+++ TASK MATERIAL

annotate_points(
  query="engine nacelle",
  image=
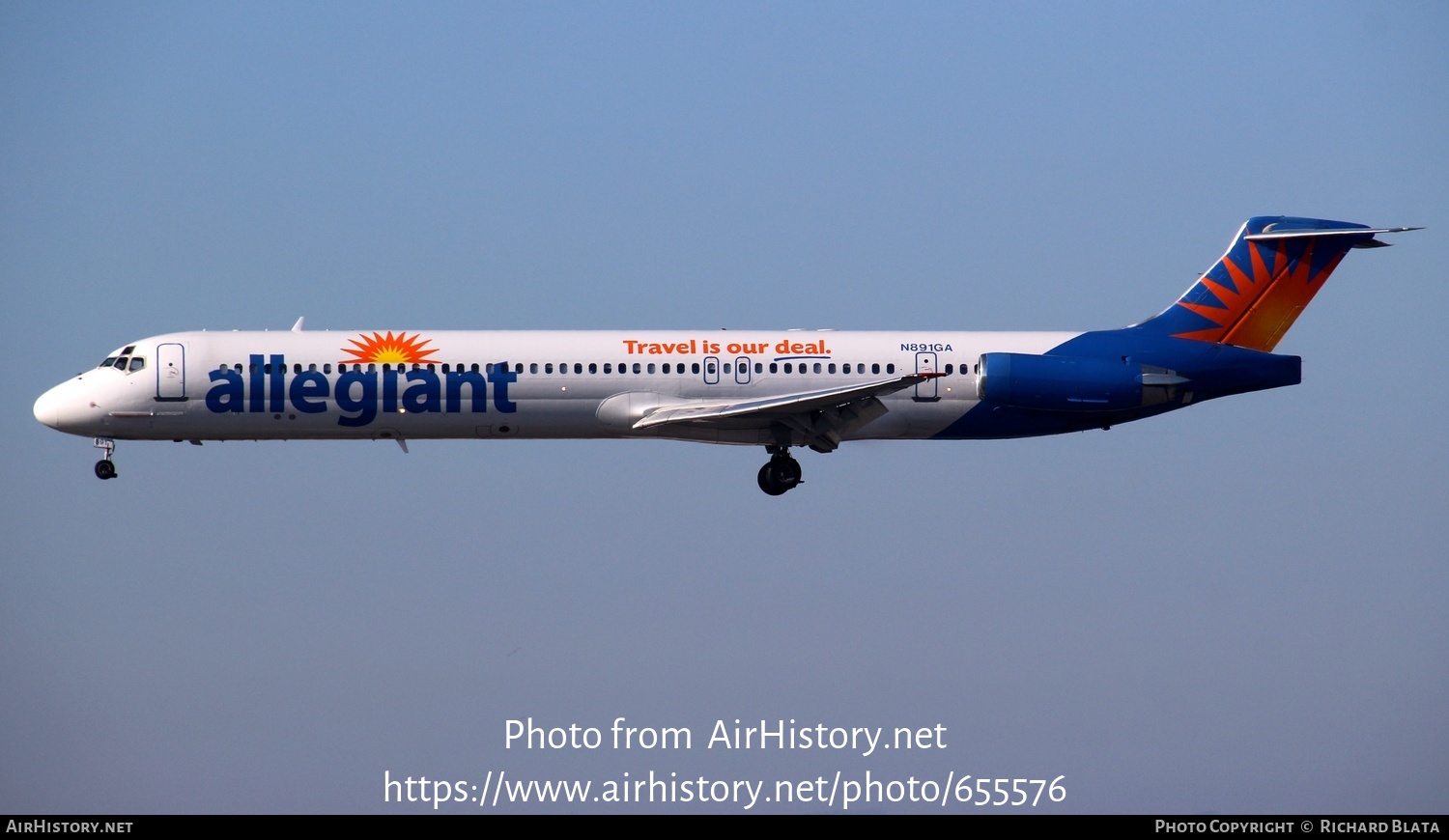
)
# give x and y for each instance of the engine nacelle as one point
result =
(1071, 384)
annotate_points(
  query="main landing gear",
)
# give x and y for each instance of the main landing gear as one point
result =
(104, 468)
(781, 474)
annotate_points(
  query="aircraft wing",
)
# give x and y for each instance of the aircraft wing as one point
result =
(820, 416)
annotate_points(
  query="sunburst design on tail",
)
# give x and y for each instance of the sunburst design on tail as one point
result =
(1255, 307)
(390, 350)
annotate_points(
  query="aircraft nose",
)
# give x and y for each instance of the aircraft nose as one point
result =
(48, 408)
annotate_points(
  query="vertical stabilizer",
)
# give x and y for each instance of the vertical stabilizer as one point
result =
(1269, 272)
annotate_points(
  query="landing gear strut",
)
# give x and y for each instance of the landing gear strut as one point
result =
(781, 472)
(104, 468)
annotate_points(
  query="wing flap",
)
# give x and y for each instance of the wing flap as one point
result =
(776, 407)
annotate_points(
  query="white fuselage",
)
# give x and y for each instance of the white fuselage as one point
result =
(217, 385)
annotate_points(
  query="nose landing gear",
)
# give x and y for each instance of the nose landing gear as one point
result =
(104, 468)
(781, 472)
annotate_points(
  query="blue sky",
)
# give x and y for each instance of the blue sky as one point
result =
(1237, 607)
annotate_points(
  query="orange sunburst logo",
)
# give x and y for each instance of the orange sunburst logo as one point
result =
(390, 350)
(1261, 303)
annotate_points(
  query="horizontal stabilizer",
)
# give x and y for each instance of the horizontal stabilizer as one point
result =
(1254, 293)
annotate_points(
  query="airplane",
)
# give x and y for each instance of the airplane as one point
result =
(773, 388)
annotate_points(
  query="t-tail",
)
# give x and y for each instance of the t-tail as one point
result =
(1269, 272)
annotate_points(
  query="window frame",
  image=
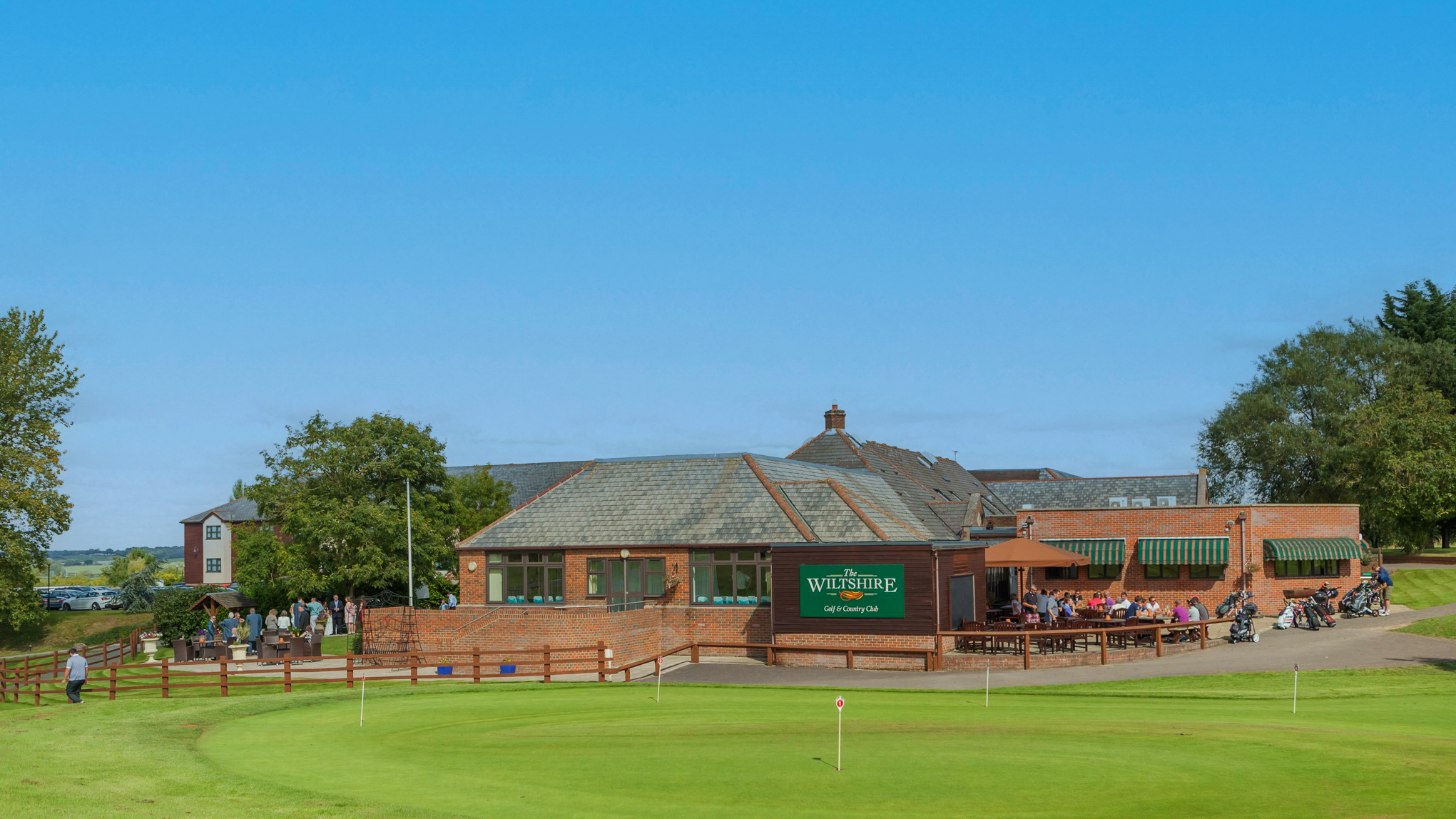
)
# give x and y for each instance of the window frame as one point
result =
(1334, 567)
(706, 564)
(548, 566)
(1162, 571)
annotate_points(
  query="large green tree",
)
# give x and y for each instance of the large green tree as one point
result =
(37, 390)
(338, 493)
(1420, 312)
(478, 499)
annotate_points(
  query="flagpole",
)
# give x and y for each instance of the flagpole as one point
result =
(409, 545)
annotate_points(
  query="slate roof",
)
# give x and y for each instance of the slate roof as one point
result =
(708, 499)
(938, 490)
(233, 510)
(527, 480)
(1094, 493)
(1039, 474)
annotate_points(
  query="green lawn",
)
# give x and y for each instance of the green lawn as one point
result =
(1363, 743)
(1425, 588)
(1433, 627)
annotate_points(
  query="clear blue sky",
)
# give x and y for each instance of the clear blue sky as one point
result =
(1046, 236)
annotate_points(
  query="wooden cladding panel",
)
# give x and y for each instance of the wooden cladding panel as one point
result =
(919, 591)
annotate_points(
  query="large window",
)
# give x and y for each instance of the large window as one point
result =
(731, 576)
(1306, 567)
(524, 577)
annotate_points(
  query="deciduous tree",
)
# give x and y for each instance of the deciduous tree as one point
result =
(37, 390)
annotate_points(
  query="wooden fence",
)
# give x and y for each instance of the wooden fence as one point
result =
(1123, 636)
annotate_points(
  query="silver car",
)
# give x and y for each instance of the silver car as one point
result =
(93, 599)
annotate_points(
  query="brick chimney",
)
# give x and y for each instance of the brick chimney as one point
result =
(835, 419)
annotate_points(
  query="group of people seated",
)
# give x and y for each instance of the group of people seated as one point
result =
(1049, 606)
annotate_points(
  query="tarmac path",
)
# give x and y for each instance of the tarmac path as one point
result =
(1353, 644)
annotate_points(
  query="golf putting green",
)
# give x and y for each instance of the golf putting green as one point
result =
(1363, 743)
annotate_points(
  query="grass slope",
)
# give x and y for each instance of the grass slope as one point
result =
(1425, 588)
(1177, 746)
(1433, 627)
(60, 630)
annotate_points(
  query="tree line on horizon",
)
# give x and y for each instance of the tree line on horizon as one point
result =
(1360, 413)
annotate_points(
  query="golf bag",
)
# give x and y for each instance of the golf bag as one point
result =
(1286, 619)
(1242, 629)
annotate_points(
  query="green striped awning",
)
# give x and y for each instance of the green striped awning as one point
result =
(1183, 551)
(1104, 551)
(1312, 549)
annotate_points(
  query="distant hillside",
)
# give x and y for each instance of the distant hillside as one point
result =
(102, 557)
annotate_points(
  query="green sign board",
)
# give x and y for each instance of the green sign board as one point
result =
(852, 591)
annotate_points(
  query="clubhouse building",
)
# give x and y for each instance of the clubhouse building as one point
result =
(850, 542)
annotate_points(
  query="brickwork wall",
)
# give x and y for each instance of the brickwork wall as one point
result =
(1264, 521)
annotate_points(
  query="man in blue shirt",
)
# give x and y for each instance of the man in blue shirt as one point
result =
(1385, 581)
(75, 676)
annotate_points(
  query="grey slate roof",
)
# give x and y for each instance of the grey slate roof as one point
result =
(937, 490)
(1092, 493)
(233, 510)
(702, 499)
(527, 480)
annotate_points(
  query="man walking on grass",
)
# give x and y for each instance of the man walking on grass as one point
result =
(75, 675)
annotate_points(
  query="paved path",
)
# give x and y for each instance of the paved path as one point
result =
(1355, 643)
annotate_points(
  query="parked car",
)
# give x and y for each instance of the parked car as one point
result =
(89, 599)
(54, 599)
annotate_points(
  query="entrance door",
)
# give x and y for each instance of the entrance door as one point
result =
(963, 599)
(625, 582)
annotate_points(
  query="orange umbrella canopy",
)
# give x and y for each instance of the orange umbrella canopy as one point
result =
(1027, 553)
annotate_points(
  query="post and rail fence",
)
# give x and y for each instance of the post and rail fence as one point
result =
(32, 676)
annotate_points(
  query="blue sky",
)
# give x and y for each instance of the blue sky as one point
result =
(1053, 235)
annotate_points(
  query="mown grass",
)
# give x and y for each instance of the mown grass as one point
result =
(60, 630)
(1177, 746)
(1433, 627)
(1425, 588)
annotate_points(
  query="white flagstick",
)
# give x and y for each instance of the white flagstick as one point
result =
(839, 754)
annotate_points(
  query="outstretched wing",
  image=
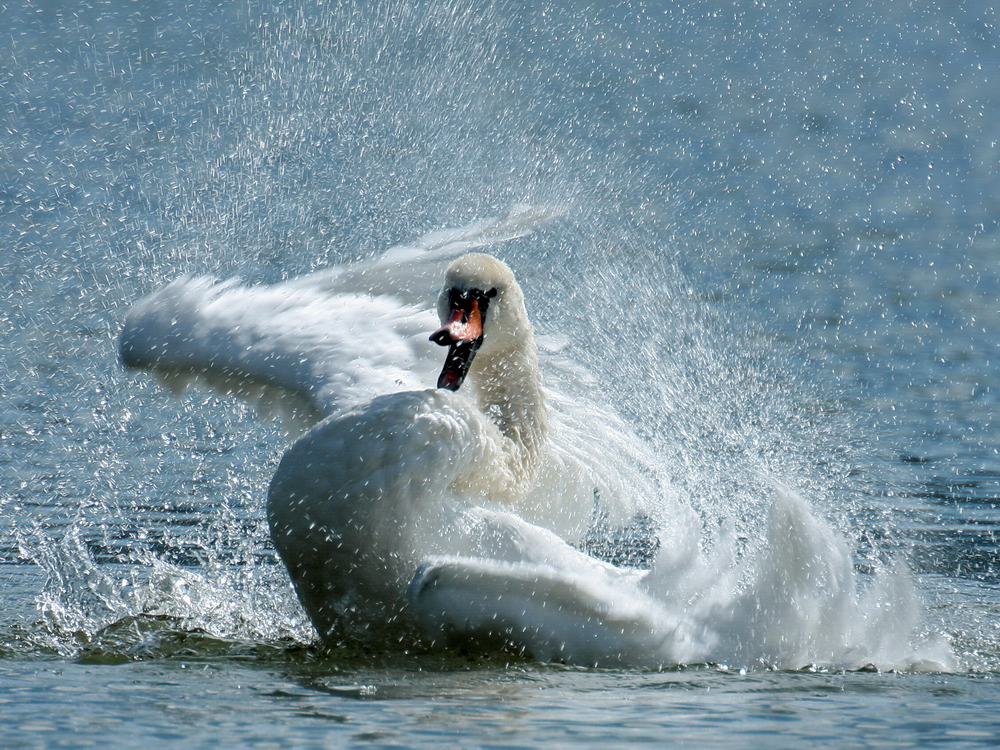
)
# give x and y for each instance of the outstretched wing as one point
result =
(305, 348)
(553, 602)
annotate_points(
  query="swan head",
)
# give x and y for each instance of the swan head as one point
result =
(482, 311)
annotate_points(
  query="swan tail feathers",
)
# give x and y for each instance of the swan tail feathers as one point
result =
(547, 613)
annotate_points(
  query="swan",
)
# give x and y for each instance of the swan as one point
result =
(438, 498)
(390, 486)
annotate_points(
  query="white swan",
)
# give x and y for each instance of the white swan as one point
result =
(392, 477)
(435, 510)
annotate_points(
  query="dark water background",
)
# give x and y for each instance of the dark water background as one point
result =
(809, 193)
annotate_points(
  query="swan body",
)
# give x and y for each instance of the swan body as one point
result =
(445, 513)
(387, 474)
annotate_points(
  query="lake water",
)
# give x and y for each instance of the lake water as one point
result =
(797, 203)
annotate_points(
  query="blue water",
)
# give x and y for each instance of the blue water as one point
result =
(799, 200)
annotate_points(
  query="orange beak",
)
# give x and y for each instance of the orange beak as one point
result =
(463, 335)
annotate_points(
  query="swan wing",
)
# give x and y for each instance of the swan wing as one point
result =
(303, 349)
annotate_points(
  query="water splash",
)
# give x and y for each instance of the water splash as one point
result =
(340, 128)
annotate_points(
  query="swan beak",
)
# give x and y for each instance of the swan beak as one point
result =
(463, 335)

++++++

_ABOUT THIS EXERCISE_
Once the pictures are set aside, the remaining data must be transcribed exactly.

_EXERCISE SOLUTION_
annotate_points(
  query="engine nacelle",
  image=
)
# give x and y for each instance of the engine nacelle as one point
result =
(1071, 384)
annotate_points(
  query="main landing gear",
)
# give x and y for each instance of the main landing gear as one point
result =
(104, 468)
(781, 474)
annotate_points(
  query="aircraft wing",
)
# give x and y for each instance of the aircraft wing as one point
result =
(820, 416)
annotate_points(
  query="sunburst design on tail",
)
# give x and y for each instance of the sunburst design on tail as one point
result =
(1255, 307)
(390, 350)
annotate_points(
  query="aircraft nose",
)
# give x and y for each instance of the aircraft nose as one point
result =
(48, 408)
annotate_points(
  query="vertical stabilizer",
)
# give x and y for each instance of the vertical stabilizer as one point
result =
(1269, 272)
annotate_points(
  query="landing gear strut",
)
# give x and y for each instance of the landing gear strut as one point
result =
(781, 472)
(104, 468)
annotate_points(
  query="wing flap",
)
# give x and y for each instance of the wing flap as one point
result =
(776, 407)
annotate_points(
  query="white fuselage",
)
# give x and y for each instance of the white fuselage as one point
result =
(217, 385)
annotate_points(
  query="nose landing gear",
)
# give x and y for each instance of the nose landing gear as one point
result =
(104, 468)
(781, 472)
annotate_points(
  query="blue sky",
)
# give x and y for each instance of the blue sky as one point
result =
(1237, 607)
annotate_points(
  query="orange sunburst logo",
)
# give x and y for each instance of the orange sunburst logo as one point
result =
(390, 350)
(1261, 303)
annotate_points(
  query="horizontal stabilizer",
)
# give x and y for each instance of the horizontal stabilizer as one point
result =
(1254, 293)
annotate_points(
  query="airplane",
)
# give x and y for each instance of the airplane as one point
result =
(773, 388)
annotate_points(
  query="t-tail",
)
# give x and y for each instance of the t-tail as one point
result =
(1269, 272)
annotate_points(
  query="window frame",
  image=
)
# give x and y for each instance of the window frame as one point
result =
(1334, 567)
(706, 564)
(548, 566)
(1162, 571)
annotate_points(
  query="large green tree",
)
# give x and y for each instance of the large green tree as one point
result =
(37, 390)
(338, 493)
(1420, 312)
(478, 499)
annotate_points(
  query="flagpole",
)
# give x and y for each instance of the flagpole as one point
result =
(409, 545)
annotate_points(
  query="slate roof",
)
# give x and y for each instance of the slate roof as one point
result =
(708, 499)
(938, 490)
(233, 510)
(527, 480)
(1094, 493)
(1039, 474)
annotate_points(
  query="green lawn",
)
# give x and y for each instance of the green lawn as one point
result =
(1363, 743)
(1425, 588)
(1433, 627)
annotate_points(
  query="clear blue sky",
)
# give x and y for each instance of the clear blue sky as one point
result =
(1046, 236)
annotate_points(
  query="wooden cladding panel",
)
# give x and y for each instance of the wooden cladding panel as one point
result =
(919, 591)
annotate_points(
  query="large window",
)
# give x and y for each instance of the large window as one point
result =
(731, 576)
(1306, 567)
(524, 577)
annotate_points(
  query="deciduous tree",
)
# give x and y for each instance of the deciduous tree as one point
result =
(37, 390)
annotate_points(
  query="wooden fence",
)
# give x and y for each instance of the wooden fence as one point
result =
(1123, 636)
annotate_points(
  query="silver car",
)
# give x and y for each instance of the silver car as one point
result =
(93, 599)
annotate_points(
  query="brick chimney",
)
# give x and y for each instance of the brick chimney as one point
result =
(835, 419)
annotate_points(
  query="group of people seated",
)
# give x and y for each instance of the group of people seated as one point
result =
(1049, 606)
annotate_points(
  query="tarmac path",
)
# give x and y for each instance of the tarmac path as one point
result =
(1353, 644)
annotate_points(
  query="golf putting green",
)
# give x and y for each instance of the golf putting green as one point
result =
(1363, 743)
annotate_points(
  query="grass slope",
)
# give x and y for each instance of the grass slope as one point
result =
(1425, 588)
(1177, 746)
(1433, 627)
(60, 630)
annotate_points(
  query="tree line on horizon",
)
# give x and y for each instance of the tree line on horizon as one point
result =
(1360, 413)
annotate_points(
  query="golf bag",
)
# give x and y for each instance of the golf bag as one point
result =
(1286, 619)
(1242, 629)
annotate_points(
  query="green striped awning",
)
# give x and y for each instance of the green striped awning as one point
result =
(1183, 551)
(1104, 551)
(1312, 549)
annotate_points(
  query="distant hillside",
)
# give x and y for each instance of the distant hillside as one point
result =
(102, 557)
annotate_points(
  query="green sign board",
)
# give x and y for each instance of the green sign board as one point
result =
(852, 591)
annotate_points(
  query="clubhouse building",
)
# give x and y for each instance of the clubhouse building as one point
result =
(850, 542)
annotate_points(
  query="brickwork wall",
)
# give x and y for each instance of the brickwork wall as one point
result =
(1264, 521)
annotate_points(
  query="man in blue shirt",
)
# give x and y for each instance of the man in blue shirt as one point
result =
(1385, 581)
(75, 676)
annotate_points(
  query="grey slate roof",
)
# give x and y for each instance of the grey slate roof as one point
result =
(937, 490)
(1092, 493)
(233, 510)
(702, 499)
(527, 480)
annotate_points(
  query="man walking on grass",
)
# give x and y for each instance of the man walking on grass as one point
result =
(75, 675)
annotate_points(
  query="paved path",
)
# give x and y for each instance of the paved path as one point
result =
(1355, 643)
annotate_points(
  query="parked car",
)
# give x and y for each instance of the parked car as one point
result =
(89, 599)
(54, 599)
annotate_points(
  query="entrance door",
)
# give x and y for each instance of the entrance door as one point
result =
(963, 599)
(625, 582)
annotate_points(
  query="orange umbrella canopy",
)
# give x and y for each instance of the orange umbrella canopy as one point
result =
(1027, 553)
annotate_points(
  query="post and rail fence",
)
# give x and y for each instance of the post and rail fence as one point
result =
(32, 676)
annotate_points(
  query="blue sky",
)
# give x and y for each instance of the blue sky as one point
result =
(1053, 235)
annotate_points(
  query="mown grass",
)
# give x and y for each instance of the mown grass as one point
result =
(60, 630)
(1177, 746)
(1433, 627)
(1425, 588)
annotate_points(
  query="white flagstick",
)
# give x and y for each instance of the white flagstick as one point
result =
(839, 754)
annotate_points(
  query="outstretched wing",
  image=
)
# give x and y for each instance of the outstretched wing as one point
result =
(305, 348)
(553, 602)
annotate_points(
  query="swan head",
)
# give x and y for each instance of the swan head as one point
result =
(482, 311)
annotate_points(
  query="swan tail feathers",
)
# give x and y for each instance of the swan tail feathers as one point
result =
(547, 613)
annotate_points(
  query="swan",
)
# give x and y for each instance of the swan as one point
result =
(438, 498)
(390, 486)
annotate_points(
  query="white swan",
)
# give x and y for each instance of the white swan as one point
result =
(392, 477)
(435, 510)
annotate_points(
  query="dark water background",
)
# give x and y for each instance of the dark water background as one point
result =
(809, 193)
annotate_points(
  query="swan body",
)
# give x and y for each instance of the swan body as one point
result =
(445, 513)
(387, 474)
annotate_points(
  query="lake water",
)
# give x and y for each instance of the lake water as one point
result =
(797, 203)
annotate_points(
  query="blue water",
)
# give x and y for each instance of the blue water as one point
result =
(799, 200)
annotate_points(
  query="orange beak",
)
# give x and y for each instance of the orange beak as one point
result =
(463, 335)
annotate_points(
  query="swan wing",
)
# give x and y for each instance of the swan wing as one point
result =
(303, 349)
annotate_points(
  query="water splash",
)
# give x and y for each instance of the water splash as one point
result =
(340, 128)
annotate_points(
  query="swan beak",
)
# give x and y for each instance of the swan beak as one point
result =
(463, 335)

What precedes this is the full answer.